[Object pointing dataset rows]
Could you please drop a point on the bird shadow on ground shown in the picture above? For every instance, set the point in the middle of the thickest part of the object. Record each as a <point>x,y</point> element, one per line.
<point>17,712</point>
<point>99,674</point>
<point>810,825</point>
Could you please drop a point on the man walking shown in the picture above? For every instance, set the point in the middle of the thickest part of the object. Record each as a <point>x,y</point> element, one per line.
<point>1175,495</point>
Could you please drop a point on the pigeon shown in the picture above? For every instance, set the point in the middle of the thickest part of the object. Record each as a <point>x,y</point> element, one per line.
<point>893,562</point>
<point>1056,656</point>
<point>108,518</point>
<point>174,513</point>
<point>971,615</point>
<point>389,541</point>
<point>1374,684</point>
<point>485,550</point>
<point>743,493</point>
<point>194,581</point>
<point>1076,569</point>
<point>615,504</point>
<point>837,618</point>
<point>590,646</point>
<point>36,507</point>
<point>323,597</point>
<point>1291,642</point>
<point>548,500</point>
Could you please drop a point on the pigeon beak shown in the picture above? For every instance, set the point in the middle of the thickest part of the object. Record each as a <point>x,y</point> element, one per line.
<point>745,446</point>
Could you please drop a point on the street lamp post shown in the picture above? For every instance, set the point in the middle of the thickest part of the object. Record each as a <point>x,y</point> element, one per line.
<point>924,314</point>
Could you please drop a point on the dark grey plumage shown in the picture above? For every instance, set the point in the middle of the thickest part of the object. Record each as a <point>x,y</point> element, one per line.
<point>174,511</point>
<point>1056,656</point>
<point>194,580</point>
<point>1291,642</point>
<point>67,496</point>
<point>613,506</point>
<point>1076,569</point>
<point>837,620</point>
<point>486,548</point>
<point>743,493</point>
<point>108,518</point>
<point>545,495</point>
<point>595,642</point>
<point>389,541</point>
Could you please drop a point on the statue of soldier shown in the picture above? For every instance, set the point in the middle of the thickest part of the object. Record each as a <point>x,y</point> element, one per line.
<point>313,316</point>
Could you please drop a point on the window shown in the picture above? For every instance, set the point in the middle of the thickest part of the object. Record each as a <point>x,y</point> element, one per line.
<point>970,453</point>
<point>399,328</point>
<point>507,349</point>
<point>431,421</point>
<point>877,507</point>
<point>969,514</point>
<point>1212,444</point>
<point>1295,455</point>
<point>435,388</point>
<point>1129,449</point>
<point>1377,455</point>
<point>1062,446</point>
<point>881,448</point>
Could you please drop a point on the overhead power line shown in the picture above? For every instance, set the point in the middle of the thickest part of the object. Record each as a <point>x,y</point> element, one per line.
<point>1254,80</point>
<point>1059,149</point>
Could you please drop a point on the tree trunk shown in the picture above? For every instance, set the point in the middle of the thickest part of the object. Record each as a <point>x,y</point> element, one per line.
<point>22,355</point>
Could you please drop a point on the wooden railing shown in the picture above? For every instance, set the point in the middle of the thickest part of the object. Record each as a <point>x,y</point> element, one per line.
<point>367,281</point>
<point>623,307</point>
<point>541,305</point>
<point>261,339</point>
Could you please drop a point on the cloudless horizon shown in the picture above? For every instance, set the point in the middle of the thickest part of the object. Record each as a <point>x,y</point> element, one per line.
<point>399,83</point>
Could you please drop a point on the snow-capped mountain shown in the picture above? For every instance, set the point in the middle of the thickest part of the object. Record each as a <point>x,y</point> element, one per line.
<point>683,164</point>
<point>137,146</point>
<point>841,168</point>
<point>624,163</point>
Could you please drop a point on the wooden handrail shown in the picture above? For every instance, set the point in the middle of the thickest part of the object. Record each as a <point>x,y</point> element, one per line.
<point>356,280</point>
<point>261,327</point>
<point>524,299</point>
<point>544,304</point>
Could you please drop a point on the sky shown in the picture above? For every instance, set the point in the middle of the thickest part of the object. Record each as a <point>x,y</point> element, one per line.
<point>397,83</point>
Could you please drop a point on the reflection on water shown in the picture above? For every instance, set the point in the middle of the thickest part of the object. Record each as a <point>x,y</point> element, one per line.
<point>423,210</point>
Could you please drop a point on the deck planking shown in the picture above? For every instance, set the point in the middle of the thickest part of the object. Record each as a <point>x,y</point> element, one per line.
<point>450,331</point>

▸ EXERCISE GOAL
Each entry above is to be set down again in exactly the same words.

▸ THE RESPONSE
Could you please drop a point on the bird shadow on ground shown in the picture above? For every instance, set the point in the middle of the thickest part of the object. Record each as a <point>x,y</point> element, one per line.
<point>17,712</point>
<point>99,674</point>
<point>810,825</point>
Could you please drop a point on the man walking shown in the picture above? For every instance, set the point in the middle of the thickest part of the object. Record each as a <point>x,y</point> element, one per line.
<point>1175,495</point>
Could you please drop a point on the pigeon shown in the picture above? For every instance, set the point in the middle of the thickest part of the object. Record each as a <point>x,y</point> element, one per line.
<point>893,562</point>
<point>1056,656</point>
<point>108,518</point>
<point>174,513</point>
<point>971,615</point>
<point>389,541</point>
<point>1374,684</point>
<point>485,550</point>
<point>743,493</point>
<point>194,581</point>
<point>1076,569</point>
<point>615,504</point>
<point>837,618</point>
<point>590,646</point>
<point>36,507</point>
<point>323,597</point>
<point>1291,642</point>
<point>548,500</point>
Could you please drop a point on the pigeon beak shown in the picture above? For every instance, set the point in the middle of the thickest part of the object. Record each as a <point>x,y</point> element, one per line.
<point>745,446</point>
Could you please drop a point on the street lamp post shown in the picture above? For every instance, set the point in the middle of the thickest part of the object. Record each as a <point>x,y</point> element, one per line.
<point>924,314</point>
Could you please drop a point on the dark grey plumage shown in the picture above? For every instance, set the point in the middle of the thickest part of the object. Record each as a <point>x,y</point> element, one per line.
<point>174,511</point>
<point>1056,656</point>
<point>194,580</point>
<point>1291,642</point>
<point>67,496</point>
<point>613,506</point>
<point>1076,569</point>
<point>837,620</point>
<point>486,548</point>
<point>743,493</point>
<point>108,518</point>
<point>545,495</point>
<point>595,642</point>
<point>389,541</point>
Could you please drop a point on the statue of soldier shown in the picture above? For every instance, set the point in the middle of the thickest part of the object. Record each as a <point>x,y</point> element, one per line.
<point>313,316</point>
Could you please drop a point on the window shown in the picture above? For every instance, set the point in the middle of the thickest part of the object. Record each as a <point>x,y</point> element, one per line.
<point>970,453</point>
<point>399,328</point>
<point>507,349</point>
<point>431,421</point>
<point>877,507</point>
<point>969,514</point>
<point>1212,444</point>
<point>1295,455</point>
<point>435,388</point>
<point>1129,449</point>
<point>1377,455</point>
<point>1062,446</point>
<point>881,448</point>
Could you please drop a point on the overhead power line shown in the picture above? For every instance, set the point in the middle of the thickest part of the object. Record each as a <point>x,y</point> element, one per line.
<point>1254,80</point>
<point>1059,149</point>
Could you please drop a point on the tree trunk shown in the picture above? For every instance, set the point in the middle of the thickest part of the object. Record each as a <point>x,y</point> element, one per line.
<point>22,355</point>
Could you please drop a point on the wooden railing shown in the picture above? For every instance, set the point in the middle of the thickest part of the object. Record each as a <point>x,y</point> element, one per line.
<point>367,281</point>
<point>623,307</point>
<point>541,305</point>
<point>261,339</point>
Could you please drop a point on the cloudless horizon shown in the picture above? For every instance, set the point in the middle of the thickest part of the object. Record each as a <point>x,y</point> element, one per line.
<point>399,83</point>
Could you please drop a point on the snow-capped mountain shown in the picture above? For every instance, set the point in the middle of the thickest part of the object. Record each as a <point>x,y</point> element, one per line.
<point>683,164</point>
<point>137,146</point>
<point>841,168</point>
<point>624,163</point>
Could you please drop a point on the wooden handrail shown in the picture above? For every instance, set the point in the middle of the thickest part of the object. Record each as a <point>x,y</point> element, one per line.
<point>356,280</point>
<point>261,327</point>
<point>524,299</point>
<point>544,304</point>
Could you please drop a point on the sky shown in the picture above? For every instance, set the point in the middle of the thickest part of the object. Record each as a <point>x,y</point> element, one per line.
<point>397,83</point>
Could you please drop a point on the reflection on water shown in the picture above? For every instance, set the point in the middle of the thickest part of the object. Record each as a <point>x,y</point> element, one per line.
<point>423,210</point>
Could you please drop a point on the deck planking shown in the picture above? For every instance, set the point in the middle of the thickest part of the object. Record each as a <point>x,y</point> element, one per line.
<point>450,331</point>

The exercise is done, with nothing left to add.